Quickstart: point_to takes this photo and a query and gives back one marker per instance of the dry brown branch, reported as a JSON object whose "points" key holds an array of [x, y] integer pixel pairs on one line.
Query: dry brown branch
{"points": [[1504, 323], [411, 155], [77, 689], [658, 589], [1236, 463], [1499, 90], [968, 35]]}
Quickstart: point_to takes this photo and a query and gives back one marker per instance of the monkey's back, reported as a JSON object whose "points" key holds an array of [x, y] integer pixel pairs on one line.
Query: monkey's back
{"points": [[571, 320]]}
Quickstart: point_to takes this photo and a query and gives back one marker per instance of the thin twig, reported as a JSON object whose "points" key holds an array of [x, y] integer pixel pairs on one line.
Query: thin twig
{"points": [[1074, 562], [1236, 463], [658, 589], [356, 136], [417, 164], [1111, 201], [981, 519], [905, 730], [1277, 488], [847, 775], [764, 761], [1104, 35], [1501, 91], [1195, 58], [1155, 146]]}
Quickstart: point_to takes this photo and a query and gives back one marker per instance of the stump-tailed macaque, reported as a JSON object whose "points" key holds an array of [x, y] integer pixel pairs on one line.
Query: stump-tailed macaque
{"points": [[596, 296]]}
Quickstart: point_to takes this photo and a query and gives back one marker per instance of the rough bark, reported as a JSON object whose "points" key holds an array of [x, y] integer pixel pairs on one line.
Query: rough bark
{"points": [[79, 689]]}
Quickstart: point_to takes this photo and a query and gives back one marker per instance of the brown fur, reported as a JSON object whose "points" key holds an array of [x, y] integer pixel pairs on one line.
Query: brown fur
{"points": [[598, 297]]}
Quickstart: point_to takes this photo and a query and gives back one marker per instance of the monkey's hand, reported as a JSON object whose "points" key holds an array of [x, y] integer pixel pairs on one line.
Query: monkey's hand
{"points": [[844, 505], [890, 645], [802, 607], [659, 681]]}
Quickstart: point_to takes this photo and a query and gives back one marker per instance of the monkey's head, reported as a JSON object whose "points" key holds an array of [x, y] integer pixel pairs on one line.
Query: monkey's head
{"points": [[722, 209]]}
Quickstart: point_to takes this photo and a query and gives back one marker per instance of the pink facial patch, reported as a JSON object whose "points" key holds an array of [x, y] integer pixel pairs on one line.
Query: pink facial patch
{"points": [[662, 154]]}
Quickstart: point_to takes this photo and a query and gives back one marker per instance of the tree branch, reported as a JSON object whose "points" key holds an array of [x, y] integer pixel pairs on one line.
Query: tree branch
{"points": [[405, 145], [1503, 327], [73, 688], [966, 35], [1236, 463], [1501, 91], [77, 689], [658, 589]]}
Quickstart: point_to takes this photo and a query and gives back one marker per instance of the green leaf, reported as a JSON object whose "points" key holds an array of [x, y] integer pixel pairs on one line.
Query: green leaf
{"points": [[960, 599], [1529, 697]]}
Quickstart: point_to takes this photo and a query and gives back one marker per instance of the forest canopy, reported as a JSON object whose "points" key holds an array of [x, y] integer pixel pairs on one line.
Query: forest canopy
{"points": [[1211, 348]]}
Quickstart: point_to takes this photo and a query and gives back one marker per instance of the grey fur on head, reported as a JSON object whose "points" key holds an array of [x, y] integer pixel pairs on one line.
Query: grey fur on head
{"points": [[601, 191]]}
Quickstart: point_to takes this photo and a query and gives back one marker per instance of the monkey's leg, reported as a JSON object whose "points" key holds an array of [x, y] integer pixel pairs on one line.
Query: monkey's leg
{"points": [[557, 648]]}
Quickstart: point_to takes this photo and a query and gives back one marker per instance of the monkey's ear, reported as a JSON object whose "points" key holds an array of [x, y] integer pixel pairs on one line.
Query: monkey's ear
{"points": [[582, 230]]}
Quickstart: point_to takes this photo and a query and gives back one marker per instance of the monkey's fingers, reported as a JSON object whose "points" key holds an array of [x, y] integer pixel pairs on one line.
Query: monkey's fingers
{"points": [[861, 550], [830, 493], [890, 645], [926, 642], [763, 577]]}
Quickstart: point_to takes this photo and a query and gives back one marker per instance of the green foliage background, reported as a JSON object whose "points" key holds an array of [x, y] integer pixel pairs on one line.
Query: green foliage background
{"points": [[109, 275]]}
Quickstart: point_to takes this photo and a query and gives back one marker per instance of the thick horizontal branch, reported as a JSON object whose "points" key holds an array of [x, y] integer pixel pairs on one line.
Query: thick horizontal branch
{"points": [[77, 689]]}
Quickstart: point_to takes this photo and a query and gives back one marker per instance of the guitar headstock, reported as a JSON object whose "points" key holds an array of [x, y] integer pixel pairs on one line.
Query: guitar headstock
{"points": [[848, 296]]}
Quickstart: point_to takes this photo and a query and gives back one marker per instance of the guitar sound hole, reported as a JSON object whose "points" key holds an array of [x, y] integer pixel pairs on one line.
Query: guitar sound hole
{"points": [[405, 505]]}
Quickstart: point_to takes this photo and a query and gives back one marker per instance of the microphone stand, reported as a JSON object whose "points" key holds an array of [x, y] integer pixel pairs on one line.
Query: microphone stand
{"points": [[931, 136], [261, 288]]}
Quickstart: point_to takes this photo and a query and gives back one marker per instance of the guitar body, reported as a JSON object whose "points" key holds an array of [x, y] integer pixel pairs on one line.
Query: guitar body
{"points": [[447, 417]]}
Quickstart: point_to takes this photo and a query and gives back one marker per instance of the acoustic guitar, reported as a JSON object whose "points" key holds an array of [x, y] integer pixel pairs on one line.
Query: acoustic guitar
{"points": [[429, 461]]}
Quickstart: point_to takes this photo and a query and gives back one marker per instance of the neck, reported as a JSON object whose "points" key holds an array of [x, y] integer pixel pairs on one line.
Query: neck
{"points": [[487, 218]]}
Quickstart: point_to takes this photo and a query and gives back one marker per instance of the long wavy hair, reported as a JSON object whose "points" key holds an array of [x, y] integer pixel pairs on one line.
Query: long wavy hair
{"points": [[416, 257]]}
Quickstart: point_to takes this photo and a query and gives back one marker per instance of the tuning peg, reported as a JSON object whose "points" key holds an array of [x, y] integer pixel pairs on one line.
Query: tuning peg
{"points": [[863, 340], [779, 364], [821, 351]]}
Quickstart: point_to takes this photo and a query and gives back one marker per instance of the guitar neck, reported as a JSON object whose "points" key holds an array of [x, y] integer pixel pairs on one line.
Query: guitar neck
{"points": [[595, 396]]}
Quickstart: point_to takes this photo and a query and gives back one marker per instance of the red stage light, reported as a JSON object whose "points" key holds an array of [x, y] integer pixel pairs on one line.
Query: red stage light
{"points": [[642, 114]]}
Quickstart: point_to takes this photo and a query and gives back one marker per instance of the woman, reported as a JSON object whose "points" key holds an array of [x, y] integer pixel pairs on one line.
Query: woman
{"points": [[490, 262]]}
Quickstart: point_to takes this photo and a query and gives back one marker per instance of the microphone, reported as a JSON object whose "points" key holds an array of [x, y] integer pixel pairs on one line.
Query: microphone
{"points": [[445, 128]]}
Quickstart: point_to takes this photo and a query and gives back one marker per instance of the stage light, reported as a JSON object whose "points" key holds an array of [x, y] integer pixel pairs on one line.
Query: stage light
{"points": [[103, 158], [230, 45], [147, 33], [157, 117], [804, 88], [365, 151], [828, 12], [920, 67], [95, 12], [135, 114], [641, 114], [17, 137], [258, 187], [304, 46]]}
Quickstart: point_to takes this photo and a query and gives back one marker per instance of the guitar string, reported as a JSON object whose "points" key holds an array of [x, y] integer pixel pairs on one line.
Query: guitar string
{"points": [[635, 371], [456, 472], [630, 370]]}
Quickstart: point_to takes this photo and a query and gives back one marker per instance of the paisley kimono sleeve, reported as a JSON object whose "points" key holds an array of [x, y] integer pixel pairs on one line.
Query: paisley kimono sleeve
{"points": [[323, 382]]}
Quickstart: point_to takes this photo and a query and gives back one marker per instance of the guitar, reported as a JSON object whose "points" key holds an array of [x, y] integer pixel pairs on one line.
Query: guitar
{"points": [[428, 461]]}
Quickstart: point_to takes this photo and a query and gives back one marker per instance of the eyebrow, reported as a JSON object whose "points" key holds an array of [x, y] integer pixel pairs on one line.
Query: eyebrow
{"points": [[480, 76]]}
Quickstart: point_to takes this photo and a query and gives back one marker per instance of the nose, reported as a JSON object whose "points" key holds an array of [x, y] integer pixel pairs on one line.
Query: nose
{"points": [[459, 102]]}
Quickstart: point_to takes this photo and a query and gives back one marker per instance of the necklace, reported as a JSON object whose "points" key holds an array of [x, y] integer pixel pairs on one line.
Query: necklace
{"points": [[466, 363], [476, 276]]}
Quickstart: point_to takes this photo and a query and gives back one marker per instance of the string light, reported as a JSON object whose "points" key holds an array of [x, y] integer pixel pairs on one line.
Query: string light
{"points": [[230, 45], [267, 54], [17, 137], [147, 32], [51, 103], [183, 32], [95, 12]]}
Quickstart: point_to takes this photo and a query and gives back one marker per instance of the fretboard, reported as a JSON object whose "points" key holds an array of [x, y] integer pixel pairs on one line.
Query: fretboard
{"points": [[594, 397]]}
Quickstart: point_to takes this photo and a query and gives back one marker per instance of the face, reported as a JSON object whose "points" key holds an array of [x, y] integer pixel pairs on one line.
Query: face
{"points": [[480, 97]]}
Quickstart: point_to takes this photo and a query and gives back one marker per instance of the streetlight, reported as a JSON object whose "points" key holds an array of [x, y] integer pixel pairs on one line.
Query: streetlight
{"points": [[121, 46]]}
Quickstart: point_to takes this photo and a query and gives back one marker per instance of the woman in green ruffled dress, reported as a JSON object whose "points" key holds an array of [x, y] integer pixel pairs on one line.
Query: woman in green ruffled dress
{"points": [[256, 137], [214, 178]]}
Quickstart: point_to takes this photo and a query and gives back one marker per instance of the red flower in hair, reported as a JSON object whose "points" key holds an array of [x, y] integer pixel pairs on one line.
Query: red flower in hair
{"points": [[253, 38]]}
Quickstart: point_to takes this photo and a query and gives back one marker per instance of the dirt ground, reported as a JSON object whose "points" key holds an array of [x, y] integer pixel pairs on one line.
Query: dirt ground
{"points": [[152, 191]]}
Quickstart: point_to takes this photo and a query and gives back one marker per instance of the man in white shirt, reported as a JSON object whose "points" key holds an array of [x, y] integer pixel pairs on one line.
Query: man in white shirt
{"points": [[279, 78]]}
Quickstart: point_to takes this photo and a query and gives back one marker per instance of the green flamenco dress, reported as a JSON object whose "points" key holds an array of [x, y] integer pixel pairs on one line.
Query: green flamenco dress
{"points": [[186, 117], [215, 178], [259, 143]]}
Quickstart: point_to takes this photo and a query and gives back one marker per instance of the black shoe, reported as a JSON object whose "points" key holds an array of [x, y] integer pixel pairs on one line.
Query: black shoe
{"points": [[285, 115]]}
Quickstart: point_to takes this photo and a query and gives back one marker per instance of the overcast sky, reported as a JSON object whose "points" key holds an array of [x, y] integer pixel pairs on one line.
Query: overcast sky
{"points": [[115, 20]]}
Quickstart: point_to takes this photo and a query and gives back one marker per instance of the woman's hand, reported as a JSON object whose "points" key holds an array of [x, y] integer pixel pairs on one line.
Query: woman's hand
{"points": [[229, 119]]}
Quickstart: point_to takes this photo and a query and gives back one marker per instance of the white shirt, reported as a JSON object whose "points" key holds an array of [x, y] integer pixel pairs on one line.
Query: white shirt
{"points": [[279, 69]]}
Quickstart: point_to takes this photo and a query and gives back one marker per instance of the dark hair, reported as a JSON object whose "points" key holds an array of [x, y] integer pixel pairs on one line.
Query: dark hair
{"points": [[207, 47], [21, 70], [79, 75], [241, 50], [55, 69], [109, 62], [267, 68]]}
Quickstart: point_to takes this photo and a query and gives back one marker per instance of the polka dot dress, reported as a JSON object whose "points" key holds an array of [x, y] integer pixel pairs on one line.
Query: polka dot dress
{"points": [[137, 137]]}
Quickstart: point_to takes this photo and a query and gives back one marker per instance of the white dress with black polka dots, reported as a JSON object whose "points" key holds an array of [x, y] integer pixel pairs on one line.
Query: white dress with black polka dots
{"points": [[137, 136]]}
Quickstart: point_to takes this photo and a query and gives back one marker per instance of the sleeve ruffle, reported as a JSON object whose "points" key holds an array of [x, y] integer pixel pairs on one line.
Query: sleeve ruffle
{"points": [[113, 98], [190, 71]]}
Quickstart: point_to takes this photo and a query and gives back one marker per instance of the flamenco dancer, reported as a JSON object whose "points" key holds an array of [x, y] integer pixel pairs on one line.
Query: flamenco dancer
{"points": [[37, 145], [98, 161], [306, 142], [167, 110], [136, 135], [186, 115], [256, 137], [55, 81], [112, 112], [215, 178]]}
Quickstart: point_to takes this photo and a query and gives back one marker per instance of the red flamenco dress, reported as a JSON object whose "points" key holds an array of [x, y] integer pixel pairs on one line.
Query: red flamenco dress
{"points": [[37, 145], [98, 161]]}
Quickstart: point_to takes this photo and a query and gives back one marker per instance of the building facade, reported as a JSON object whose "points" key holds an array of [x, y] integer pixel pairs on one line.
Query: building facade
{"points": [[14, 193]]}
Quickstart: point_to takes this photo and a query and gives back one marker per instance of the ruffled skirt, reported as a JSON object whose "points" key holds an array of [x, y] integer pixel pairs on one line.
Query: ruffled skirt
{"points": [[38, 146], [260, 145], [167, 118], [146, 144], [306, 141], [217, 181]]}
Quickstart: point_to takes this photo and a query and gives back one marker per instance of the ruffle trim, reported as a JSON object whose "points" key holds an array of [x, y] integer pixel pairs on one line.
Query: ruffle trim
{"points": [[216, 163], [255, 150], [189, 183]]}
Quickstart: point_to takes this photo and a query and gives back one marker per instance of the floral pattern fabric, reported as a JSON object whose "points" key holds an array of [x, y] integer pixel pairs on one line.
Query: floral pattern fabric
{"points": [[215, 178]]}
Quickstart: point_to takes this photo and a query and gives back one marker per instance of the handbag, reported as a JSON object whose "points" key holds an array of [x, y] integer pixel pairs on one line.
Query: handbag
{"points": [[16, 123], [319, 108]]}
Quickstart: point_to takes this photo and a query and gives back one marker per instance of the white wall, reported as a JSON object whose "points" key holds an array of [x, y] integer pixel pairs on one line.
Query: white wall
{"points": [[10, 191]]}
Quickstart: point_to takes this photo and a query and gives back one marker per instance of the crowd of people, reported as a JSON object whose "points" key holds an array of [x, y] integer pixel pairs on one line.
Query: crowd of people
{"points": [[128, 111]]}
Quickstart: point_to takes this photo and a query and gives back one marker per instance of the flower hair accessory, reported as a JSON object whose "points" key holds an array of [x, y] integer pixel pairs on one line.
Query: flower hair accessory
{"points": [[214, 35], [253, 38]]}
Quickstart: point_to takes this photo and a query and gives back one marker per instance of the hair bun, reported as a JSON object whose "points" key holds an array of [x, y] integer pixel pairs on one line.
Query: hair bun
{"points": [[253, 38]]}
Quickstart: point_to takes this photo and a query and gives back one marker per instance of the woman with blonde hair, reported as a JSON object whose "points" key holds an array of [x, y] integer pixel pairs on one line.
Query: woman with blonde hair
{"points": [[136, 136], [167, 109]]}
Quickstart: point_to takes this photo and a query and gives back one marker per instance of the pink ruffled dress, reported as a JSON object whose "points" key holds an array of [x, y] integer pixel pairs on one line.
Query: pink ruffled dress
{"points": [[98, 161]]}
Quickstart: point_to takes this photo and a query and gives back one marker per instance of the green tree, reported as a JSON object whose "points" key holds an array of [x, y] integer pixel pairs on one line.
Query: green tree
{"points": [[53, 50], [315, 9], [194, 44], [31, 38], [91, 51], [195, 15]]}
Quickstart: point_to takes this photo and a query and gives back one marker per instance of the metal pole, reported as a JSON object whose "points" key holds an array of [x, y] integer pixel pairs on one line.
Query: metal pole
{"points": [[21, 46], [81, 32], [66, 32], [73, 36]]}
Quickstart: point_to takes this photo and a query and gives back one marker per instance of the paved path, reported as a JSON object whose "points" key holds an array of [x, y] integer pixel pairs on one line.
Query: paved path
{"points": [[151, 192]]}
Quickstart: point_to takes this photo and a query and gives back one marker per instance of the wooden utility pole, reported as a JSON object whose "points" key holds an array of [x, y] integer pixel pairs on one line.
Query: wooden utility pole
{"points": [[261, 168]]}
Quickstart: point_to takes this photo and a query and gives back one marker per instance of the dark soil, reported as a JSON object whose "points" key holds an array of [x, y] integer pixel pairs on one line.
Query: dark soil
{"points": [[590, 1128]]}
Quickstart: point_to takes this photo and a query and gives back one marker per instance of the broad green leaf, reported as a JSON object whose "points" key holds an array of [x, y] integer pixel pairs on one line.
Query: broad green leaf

**STATED EXERCISE**
Update the lines from the first one down to the line containing "Query: dry brown branch" by changing "dry brown branch" to "dead brown branch", keeping everything else unchanged. Return only those lines.

**REPLY TO THE EXERCISE**
Quickstart: point_to takes this photo and a query and gives back one marker per instance of the dead brown branch, reported as a JSON object whose "points" key holds an array of [x, y] integer pixel pairs on one line.
Query: dead brown branch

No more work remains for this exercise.